=== INPUT DATA ===
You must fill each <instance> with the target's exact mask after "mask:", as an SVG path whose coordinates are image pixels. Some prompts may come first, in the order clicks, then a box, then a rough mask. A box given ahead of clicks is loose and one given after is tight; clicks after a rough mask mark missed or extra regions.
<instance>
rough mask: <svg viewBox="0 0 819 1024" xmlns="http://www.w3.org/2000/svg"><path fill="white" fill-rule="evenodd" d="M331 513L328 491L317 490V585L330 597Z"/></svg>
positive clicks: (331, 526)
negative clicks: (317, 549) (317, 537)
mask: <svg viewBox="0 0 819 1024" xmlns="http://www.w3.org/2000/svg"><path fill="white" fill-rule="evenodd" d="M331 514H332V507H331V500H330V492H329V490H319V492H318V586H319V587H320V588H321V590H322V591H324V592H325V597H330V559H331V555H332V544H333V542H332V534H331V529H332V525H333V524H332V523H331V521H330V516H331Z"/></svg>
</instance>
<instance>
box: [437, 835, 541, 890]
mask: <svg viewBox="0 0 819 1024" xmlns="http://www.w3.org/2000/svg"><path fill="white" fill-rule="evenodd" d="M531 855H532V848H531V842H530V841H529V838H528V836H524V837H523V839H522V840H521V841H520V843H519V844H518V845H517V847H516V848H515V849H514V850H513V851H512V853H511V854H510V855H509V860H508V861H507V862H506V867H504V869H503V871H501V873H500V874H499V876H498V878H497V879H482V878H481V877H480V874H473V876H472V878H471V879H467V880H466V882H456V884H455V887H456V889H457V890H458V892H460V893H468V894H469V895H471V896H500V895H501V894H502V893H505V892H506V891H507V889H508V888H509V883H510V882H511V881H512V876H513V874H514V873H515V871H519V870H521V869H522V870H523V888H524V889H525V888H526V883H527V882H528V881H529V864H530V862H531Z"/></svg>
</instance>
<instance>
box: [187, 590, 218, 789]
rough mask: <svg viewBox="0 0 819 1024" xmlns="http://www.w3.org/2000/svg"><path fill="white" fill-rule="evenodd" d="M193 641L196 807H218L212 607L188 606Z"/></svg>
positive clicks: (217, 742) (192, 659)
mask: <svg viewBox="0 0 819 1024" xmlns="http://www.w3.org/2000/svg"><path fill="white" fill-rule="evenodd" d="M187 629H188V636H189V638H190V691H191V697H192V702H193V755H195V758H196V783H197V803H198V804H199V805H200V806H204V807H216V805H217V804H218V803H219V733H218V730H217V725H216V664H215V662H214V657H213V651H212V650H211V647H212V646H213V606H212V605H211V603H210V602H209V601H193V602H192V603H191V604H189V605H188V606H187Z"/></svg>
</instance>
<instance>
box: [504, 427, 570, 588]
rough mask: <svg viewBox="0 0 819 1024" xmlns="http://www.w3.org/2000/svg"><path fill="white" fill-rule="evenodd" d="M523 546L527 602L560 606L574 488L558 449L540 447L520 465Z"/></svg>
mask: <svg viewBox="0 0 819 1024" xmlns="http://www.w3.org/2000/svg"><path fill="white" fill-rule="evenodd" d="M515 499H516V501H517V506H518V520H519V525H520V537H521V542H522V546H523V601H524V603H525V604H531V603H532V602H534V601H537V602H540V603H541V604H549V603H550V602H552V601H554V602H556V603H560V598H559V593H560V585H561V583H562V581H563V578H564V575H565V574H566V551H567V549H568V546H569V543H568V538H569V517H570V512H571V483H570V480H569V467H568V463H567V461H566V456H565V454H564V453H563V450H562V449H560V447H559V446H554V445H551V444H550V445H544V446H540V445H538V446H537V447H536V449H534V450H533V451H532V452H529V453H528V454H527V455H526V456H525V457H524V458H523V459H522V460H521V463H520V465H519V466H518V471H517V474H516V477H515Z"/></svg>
===
Swap "rough mask" for "coarse mask" everywhere in the stretch from the start of the records through the line containing "positive clicks: (331, 526)", and give those lines again with nothing else changed.

• _SOLUTION BELOW_
You must fill each <instance> with the target's exact mask after "mask:", as an SVG path whose coordinates are image pixels. Some prompts may come first, in the order clicks, then a box, then a coarse mask. A box given ahead of clicks is loose and one given after is tight; clicks after a coarse mask mark missed or extra regions.
<instance>
coarse mask: <svg viewBox="0 0 819 1024" xmlns="http://www.w3.org/2000/svg"><path fill="white" fill-rule="evenodd" d="M331 513L328 491L317 490V585L330 597Z"/></svg>
positive clicks: (331, 526)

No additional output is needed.